• Excerpt provided:
Imagine an intense heatwave and drought. The parched earth is cracked and dust dry. Rivers and springs are exhausted. At the local reservoir the water level is sinking so low that the past is beginning to show. Tension is running high among the locals as they examine their consciences. For when the dam and reservoir were built, the little community in the valley was deliberately submerged, supposedly for all time.
Well, just what was hidden, along with the drowned cottages and church? Here we have a wall of silence from the locals. And a girl, an outsider, sleeping rough in the old barn, who desperately needs to know.

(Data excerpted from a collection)

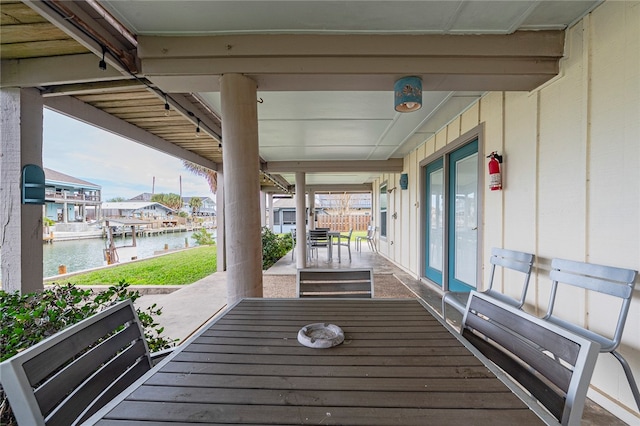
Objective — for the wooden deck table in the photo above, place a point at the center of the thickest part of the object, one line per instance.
(399, 364)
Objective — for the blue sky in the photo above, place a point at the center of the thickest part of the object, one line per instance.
(122, 167)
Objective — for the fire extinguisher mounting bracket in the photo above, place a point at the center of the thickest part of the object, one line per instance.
(495, 155)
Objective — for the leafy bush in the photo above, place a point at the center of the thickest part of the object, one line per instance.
(274, 246)
(203, 237)
(28, 319)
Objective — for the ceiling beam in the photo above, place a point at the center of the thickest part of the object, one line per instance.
(362, 187)
(74, 21)
(91, 88)
(393, 165)
(72, 107)
(518, 61)
(56, 70)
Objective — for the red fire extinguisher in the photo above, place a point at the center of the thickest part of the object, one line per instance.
(495, 177)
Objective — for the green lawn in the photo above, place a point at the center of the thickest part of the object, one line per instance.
(183, 267)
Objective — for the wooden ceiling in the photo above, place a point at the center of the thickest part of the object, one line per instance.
(26, 34)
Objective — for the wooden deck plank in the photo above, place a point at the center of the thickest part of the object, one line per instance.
(293, 414)
(324, 360)
(401, 399)
(398, 365)
(326, 371)
(299, 350)
(438, 384)
(353, 341)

• The problem: Pick up the passage about the village submerged beneath the reservoir after its final sentence and continue it.

• Final answer:
And there's Fergal. He arrives at the old farm along with his mother who is to look after bedridden Mrs Helliwell for the sweltering month of August. His mother is pleased to have him along:
'It's a great help to have someone to talk it over with, Fergal.'
He was relieved that she didn't say anything like: 'I can count on you,' or 'you're so dependable.' He attracted that kind of comment. On his school reports he was usually summed up as: Overall, a good, steady worker and a reliable member of the class. He wished people could find other descriptions for him, descriptions that made him sound rather less boring. He would love to shake them all up, find something to do that shocked them. But nothing ever came along. He was stuck with his temperament, born with it. People seemed to lean on him, came to him when they were in a mess or wanted some help. He could hardly say, 'I don't want to know, mate. Get lost!' Dependable Fergal.
Poor Fergal. He is troubled by self-doubt from an earlier 'incident in the river' when he was unable to rescue his friend. Hugging his misery to himself, he cannot confide to anyone how blameworthy he feels. And people really do seem to expect a lot from Fergal. He is given all the heavy work because he's big and strong. Perhaps they treat him as though he were older than he really is, because of his size, though that proves to be an advantage when he meets Alex, from the barn. Alex is an A level student, two or three years older than Fergal, and like Mrs Helliwell, she is waiting for the water in the reservoir to retreat a little further.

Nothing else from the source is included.